**Problem description**
Starting with the line that contains "Would you be able to indicate the gray", set down each line through the end of the entries below, exactly and with nothing added.

--- Available records ---

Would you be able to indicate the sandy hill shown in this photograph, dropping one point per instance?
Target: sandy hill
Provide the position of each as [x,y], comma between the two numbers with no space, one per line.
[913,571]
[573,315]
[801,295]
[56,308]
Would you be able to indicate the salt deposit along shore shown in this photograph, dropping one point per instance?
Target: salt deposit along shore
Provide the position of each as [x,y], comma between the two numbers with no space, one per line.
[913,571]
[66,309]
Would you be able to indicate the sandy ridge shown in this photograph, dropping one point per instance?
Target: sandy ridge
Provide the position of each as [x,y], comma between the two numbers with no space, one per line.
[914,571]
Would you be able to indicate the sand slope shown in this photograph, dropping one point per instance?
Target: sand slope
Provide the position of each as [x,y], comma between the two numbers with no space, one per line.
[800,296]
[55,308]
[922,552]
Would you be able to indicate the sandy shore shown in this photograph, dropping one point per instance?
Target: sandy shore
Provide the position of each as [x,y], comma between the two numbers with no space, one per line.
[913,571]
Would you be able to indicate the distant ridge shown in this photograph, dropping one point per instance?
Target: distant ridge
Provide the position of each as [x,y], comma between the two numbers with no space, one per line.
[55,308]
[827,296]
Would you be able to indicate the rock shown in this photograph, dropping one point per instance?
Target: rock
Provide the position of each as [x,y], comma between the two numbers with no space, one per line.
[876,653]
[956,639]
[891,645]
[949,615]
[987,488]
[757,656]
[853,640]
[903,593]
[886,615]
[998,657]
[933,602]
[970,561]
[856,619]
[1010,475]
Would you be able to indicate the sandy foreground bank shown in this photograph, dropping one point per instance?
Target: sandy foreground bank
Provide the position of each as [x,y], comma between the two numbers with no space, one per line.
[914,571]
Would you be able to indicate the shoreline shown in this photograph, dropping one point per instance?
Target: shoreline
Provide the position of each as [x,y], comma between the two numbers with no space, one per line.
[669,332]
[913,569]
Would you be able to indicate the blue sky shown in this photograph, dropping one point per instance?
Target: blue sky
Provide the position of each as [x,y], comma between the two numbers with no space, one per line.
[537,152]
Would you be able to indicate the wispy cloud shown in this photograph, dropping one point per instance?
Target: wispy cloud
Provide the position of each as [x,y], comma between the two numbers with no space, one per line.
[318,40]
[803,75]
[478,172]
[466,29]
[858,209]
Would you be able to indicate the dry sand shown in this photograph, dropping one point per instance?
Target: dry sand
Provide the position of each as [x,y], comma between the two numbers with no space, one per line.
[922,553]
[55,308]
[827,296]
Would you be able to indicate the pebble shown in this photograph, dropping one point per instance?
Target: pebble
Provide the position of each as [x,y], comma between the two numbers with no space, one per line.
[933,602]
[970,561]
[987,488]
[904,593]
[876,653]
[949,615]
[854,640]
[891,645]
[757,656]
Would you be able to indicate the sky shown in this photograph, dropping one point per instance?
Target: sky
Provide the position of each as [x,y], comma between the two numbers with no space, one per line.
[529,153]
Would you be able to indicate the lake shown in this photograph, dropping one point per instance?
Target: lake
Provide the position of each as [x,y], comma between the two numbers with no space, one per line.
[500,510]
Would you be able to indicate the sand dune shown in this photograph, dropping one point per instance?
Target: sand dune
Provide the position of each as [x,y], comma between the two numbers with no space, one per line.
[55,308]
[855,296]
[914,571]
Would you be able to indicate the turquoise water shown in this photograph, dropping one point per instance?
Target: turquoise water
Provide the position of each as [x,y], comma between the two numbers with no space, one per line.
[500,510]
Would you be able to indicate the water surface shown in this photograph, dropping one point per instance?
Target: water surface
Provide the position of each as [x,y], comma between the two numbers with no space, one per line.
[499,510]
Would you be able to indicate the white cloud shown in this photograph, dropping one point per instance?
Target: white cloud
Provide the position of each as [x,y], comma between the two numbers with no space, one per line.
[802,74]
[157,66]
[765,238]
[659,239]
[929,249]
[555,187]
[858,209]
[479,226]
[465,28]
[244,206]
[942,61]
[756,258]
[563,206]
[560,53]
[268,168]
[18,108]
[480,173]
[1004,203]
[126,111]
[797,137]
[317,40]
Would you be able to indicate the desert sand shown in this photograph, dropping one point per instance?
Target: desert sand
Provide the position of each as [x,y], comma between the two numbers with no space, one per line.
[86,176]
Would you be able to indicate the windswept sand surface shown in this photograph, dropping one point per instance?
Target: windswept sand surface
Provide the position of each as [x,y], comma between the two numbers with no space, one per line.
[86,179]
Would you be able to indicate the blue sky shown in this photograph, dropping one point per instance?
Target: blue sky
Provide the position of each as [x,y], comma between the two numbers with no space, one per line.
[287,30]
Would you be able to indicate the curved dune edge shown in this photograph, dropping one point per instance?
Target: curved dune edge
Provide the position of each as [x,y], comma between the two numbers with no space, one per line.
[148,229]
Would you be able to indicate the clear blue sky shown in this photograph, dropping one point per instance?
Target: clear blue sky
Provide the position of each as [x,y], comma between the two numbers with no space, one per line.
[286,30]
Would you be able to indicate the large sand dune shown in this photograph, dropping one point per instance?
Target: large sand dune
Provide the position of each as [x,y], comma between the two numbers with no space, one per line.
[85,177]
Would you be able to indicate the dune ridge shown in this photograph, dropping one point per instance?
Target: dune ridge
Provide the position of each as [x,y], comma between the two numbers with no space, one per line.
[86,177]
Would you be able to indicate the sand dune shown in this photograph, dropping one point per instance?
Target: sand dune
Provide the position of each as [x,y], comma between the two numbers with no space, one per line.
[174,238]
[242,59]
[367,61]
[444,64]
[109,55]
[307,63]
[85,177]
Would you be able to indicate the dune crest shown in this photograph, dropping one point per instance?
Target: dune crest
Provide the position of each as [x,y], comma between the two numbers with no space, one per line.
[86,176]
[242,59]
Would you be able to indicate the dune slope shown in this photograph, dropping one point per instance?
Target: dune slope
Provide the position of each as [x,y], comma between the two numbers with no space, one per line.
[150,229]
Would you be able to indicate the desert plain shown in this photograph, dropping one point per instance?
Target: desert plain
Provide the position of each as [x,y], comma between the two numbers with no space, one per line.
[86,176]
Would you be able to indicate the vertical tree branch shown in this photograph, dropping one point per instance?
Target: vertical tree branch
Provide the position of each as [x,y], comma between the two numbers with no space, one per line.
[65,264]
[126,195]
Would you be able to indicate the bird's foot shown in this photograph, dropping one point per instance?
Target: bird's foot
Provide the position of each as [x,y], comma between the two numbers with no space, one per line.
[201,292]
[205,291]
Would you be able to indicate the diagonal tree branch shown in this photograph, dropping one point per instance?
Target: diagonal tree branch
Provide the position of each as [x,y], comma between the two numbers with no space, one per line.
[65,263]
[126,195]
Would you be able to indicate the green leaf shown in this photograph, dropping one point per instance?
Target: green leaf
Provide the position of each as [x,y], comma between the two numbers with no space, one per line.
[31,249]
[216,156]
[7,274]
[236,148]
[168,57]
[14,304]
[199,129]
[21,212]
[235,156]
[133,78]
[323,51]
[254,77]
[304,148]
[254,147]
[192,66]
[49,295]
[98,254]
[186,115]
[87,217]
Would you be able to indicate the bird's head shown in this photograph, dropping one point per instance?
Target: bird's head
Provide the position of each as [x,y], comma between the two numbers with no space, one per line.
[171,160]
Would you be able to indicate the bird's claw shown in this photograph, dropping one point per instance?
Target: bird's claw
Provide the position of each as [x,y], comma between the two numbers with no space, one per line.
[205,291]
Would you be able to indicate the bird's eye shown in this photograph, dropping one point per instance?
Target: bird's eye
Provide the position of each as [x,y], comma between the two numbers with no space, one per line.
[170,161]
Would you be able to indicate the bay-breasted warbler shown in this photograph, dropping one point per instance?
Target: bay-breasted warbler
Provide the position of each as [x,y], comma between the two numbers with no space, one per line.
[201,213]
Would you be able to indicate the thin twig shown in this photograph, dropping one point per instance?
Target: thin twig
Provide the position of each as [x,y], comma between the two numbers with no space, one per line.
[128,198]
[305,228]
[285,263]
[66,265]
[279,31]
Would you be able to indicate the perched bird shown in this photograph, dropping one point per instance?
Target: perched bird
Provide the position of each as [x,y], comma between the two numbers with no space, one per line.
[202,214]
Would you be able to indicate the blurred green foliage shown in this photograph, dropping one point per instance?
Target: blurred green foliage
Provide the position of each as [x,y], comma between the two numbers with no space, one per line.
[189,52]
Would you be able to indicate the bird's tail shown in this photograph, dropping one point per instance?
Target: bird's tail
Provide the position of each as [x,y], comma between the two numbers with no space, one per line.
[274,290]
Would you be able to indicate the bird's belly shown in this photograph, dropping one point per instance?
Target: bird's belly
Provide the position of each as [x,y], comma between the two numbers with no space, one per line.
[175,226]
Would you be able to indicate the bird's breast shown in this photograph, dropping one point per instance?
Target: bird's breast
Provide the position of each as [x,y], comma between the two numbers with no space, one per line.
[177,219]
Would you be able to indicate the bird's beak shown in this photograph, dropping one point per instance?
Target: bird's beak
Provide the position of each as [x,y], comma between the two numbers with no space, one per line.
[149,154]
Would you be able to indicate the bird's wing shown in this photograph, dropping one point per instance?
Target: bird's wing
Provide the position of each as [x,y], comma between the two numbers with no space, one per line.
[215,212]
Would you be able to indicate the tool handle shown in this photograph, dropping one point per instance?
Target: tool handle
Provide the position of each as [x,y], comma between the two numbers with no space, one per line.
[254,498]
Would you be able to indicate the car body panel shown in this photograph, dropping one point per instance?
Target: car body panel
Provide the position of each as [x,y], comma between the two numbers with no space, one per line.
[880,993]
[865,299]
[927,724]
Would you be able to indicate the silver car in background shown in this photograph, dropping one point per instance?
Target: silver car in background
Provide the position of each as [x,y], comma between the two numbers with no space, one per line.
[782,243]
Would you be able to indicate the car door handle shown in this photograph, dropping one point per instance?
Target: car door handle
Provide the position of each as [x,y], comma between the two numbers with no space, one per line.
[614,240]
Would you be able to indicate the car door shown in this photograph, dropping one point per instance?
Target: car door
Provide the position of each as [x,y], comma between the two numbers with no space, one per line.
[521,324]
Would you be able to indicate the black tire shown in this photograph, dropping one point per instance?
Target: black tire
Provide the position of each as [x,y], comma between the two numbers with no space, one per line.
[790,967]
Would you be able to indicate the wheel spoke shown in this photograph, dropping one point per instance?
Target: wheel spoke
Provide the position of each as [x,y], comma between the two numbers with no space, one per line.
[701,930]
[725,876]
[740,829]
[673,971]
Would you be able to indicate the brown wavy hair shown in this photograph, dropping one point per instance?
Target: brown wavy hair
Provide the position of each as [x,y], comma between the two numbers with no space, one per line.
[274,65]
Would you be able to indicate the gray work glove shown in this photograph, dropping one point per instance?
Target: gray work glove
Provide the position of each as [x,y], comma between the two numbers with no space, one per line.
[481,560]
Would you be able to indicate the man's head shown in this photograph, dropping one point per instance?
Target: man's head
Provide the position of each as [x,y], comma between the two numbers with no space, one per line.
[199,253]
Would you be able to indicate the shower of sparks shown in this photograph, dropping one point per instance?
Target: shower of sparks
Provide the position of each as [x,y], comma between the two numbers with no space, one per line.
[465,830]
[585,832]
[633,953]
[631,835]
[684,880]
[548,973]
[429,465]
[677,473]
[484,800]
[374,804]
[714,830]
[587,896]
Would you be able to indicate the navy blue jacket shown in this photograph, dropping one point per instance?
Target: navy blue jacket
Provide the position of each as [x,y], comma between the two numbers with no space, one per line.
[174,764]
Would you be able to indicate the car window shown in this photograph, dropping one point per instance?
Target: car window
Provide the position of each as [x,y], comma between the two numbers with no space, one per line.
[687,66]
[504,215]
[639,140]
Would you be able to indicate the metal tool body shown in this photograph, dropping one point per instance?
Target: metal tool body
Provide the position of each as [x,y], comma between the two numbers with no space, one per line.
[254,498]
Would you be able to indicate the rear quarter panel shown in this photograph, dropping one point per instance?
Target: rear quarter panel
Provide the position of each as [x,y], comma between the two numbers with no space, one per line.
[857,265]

---

**Solution below**
Would you be able to indicate the gray work glove shown in this photograph, dropping one point per instance?
Target: gray work glove
Provide the position of each as [x,y], comma between the two numbers with no space, one per line.
[481,560]
Would you be able to indicate the man's head shown in this photograph, dropping one point per instance?
Target: man's head
Provide the position of each as [x,y], comma between the two numbers with no space, one per line.
[199,253]
Would you be able to indicate the shower of sparks shown in this photograph, dropping one point per instance?
Target: shower of sparks
Provide the position of each as [x,y], comma between the two numbers with no space, one per line.
[465,830]
[585,832]
[633,953]
[631,835]
[684,880]
[548,973]
[429,465]
[677,473]
[484,800]
[374,804]
[714,830]
[587,896]
Would you be able to indicate the navy blue jacket shown in this photograph, dropping one point per instance?
Target: navy blue jacket
Provide the position of each as [x,y], comma between the two numbers with no space, one per line.
[174,764]
Would you be able to indicate the car window shown in this photograph, dropping one point per instance?
Target: car window
Provide the position of each as [x,y], comma between the two numbers with no space, one per line.
[687,66]
[504,215]
[639,140]
Would you be able to indicate the metal tool body shown in this photograph, dropping one point per instance?
Target: metal tool body
Provide the position of each as [x,y], comma between the two numbers with no space, one per line.
[254,498]
Would you be able to indicate the rear quarter panel shown in this photograph, dropping one point per instance?
Target: rear quarter panel
Provide the position of each as [x,y], comma between the two numbers with no space, one per line.
[857,265]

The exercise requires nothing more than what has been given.